:: What you have to do ::
Update the rows below by changing every "Labeling batch C" to "Labeling batch D" and leaving everything else as it is.

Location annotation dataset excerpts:

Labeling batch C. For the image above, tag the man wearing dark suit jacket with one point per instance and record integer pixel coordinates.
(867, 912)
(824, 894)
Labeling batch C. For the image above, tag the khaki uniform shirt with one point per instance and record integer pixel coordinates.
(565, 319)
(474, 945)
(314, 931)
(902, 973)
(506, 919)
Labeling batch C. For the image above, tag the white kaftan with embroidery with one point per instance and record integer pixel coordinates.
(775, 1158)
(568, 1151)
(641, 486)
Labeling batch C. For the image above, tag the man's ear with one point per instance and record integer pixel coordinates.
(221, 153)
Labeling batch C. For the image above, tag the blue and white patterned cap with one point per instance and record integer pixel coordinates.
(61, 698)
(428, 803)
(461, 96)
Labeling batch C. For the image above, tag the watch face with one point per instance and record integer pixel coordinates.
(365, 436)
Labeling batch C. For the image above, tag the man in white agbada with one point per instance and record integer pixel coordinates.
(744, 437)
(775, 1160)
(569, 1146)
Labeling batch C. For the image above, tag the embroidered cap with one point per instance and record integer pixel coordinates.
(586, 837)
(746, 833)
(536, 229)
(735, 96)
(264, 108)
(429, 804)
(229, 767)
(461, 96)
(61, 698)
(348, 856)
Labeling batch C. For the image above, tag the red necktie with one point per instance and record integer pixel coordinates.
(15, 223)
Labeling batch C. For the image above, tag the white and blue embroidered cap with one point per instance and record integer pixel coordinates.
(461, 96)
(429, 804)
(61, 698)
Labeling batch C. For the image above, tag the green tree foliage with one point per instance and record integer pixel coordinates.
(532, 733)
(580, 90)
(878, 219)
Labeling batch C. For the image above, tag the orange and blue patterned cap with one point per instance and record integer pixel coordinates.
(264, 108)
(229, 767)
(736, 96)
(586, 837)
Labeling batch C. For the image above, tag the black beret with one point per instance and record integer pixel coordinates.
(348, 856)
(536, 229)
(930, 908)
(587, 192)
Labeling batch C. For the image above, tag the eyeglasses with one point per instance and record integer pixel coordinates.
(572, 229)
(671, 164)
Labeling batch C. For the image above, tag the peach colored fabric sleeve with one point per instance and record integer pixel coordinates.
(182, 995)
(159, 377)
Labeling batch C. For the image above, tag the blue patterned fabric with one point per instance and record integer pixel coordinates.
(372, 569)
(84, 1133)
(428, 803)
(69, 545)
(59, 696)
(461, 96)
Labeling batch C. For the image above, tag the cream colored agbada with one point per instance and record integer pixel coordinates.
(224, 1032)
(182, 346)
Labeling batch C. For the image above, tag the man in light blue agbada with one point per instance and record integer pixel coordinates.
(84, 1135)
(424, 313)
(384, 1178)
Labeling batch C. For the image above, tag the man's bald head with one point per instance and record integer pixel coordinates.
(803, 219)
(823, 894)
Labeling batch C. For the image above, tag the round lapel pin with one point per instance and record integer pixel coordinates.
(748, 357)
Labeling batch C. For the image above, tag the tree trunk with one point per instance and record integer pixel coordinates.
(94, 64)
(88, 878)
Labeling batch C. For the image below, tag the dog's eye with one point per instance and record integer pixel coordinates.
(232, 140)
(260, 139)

:: Exercise solution ::
Labeling batch D. For the image above, tag the man wearing dark suit jacket with one point per instance and record integer pixel coordinates.
(867, 912)
(824, 894)
Labeling batch D. For the image above, tag the khaki uniform shirt with one point per instance and record integer pixel coordinates.
(565, 319)
(474, 945)
(314, 931)
(902, 973)
(506, 919)
Labeling batch D. For the image above, tag the white kaftan with embroidery with one point per instance and record integer pixel coordinates.
(775, 1158)
(568, 1151)
(641, 486)
Labeling batch D. For the image above, tag the man's ear with one point per instance and record integer pixel coordinates.
(221, 153)
Labeling batch D. For the image above, tag the blue and white patterned cap with one point per instance and record integer pixel coordinates.
(61, 698)
(428, 803)
(461, 96)
Labeling batch D. For the image above, tag the watch face with one point per instance and record integer pixel coordinates.
(365, 436)
Labeling batch D. For the image above, tag the man in white agbada with one point per instance and record integer pixel coordinates.
(744, 437)
(775, 1160)
(569, 1146)
Labeling batch D. For the image above, tag the embroidered cap with one point per instance and record integer pixel coordinates.
(586, 837)
(746, 833)
(536, 229)
(735, 96)
(264, 108)
(429, 804)
(229, 767)
(461, 96)
(61, 698)
(348, 856)
Labeling batch D. For the image above, tag the red necktie with one point per instance and record integer pixel coordinates.
(15, 223)
Labeling batch D. For the image above, tag the white and blue embroidered cap with one point per instance and record integer pixel coordinates.
(461, 96)
(429, 804)
(61, 698)
Labeling batch D. For the image above, tag the green tree foliage with one point per instance and record integer pixel coordinates.
(532, 733)
(580, 90)
(878, 219)
Labeling batch D. For the image above, tag the orange and blue patterned cap with one point per instance and record integer pixel coordinates.
(264, 108)
(229, 767)
(736, 96)
(586, 837)
Labeling batch D. For the image above, tag the black beret with one point per instance and record integer pixel coordinates.
(348, 856)
(536, 229)
(930, 908)
(587, 192)
Labeling batch D. For the image above, tag the eyeglasses with one point per instance and record integer pixel coordinates.
(572, 229)
(671, 164)
Labeling batch D. For the image above, tag the peach colored fabric sleeve with one point per instance and record integer pixel coordinates.
(182, 995)
(159, 377)
Labeling batch D. For the image above, tag the blue patterned fabric with one point per instance and record integer pixel coordinates.
(372, 569)
(84, 1133)
(428, 803)
(69, 545)
(59, 696)
(461, 96)
Labeling batch D. For the image above, tag the cream colored agbada with one point per instance and record integer pixel coordinates.
(224, 1032)
(182, 346)
Labeling batch D. For the image above, tag the man in light blue agbada with one point per instance and record integer pixel coordinates.
(84, 1135)
(424, 313)
(384, 1178)
Labeling batch D. For the image above, tag the man's bald head with one point per instance and record integer pixel coordinates.
(803, 219)
(823, 894)
Labeling batch D. For the image above, tag the round lapel pin with one point per instance and record integer pixel coordinates.
(748, 357)
Labeling batch D. For the image above, tag the tree trunk with one point per instance and record integer pixel coordinates.
(94, 64)
(88, 878)
Labeling batch D. For the image below, tag the dog's eye with one point per instance and record integer pixel coordinates.
(232, 140)
(260, 139)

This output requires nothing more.